Extracted data
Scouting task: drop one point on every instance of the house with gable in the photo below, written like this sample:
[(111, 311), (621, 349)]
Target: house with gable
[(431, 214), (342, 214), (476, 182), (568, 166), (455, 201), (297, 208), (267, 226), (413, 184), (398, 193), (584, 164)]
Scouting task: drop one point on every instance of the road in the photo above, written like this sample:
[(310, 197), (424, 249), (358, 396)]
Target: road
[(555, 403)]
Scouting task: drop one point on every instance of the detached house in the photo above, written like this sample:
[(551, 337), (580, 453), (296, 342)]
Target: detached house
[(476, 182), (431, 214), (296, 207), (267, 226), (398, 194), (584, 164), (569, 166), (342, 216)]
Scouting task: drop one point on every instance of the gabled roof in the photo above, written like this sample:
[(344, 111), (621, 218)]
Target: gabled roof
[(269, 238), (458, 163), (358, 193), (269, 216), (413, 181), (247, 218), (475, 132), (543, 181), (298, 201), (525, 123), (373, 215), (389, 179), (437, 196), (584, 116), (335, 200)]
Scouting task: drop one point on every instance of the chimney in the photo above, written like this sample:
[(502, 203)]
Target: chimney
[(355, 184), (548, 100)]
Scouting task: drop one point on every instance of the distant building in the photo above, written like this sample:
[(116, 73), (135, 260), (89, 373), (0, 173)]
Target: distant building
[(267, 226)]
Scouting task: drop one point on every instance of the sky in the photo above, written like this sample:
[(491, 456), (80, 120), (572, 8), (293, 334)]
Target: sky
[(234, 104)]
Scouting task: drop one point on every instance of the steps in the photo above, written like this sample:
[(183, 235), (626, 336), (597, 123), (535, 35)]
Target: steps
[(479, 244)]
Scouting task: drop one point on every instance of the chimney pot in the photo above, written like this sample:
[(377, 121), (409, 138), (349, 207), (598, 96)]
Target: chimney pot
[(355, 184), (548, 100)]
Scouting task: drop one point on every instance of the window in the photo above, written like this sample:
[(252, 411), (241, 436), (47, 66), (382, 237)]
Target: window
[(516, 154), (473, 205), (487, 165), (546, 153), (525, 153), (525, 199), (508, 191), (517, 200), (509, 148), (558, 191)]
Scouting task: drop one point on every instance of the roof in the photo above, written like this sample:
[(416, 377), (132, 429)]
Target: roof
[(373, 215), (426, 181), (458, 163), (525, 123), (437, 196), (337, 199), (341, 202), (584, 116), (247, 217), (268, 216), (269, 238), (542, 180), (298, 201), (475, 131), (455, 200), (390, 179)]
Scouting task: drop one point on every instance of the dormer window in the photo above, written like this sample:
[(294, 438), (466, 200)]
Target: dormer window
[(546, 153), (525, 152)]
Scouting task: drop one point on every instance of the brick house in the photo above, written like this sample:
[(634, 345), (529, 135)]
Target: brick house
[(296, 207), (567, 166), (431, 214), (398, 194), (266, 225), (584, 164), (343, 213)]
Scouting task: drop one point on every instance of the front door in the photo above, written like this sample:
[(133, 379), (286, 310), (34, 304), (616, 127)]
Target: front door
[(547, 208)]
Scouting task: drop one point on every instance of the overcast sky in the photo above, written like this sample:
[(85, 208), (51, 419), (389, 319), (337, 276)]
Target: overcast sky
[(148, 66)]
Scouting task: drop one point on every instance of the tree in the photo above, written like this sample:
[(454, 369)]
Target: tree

Written task
Copy everything in the material from the line containing "Scouting task: drop one point on every instance of the overcast" down to the end of the material, requests included. Multiply each coordinate in the answers by 1.45 and round to whole numbers, halves up, and leave the requests and their format samples unchanged.

Task answer
Scouting task: drop one point on every instance of the overcast sky in the photo above, written like this sample:
[(85, 208), (51, 419), (389, 319), (337, 276)]
Target: overcast sky
[(215, 96)]
Scouting task: drop one point on every instance of the tree in the photo above, written like this sample:
[(454, 369)]
Target: tree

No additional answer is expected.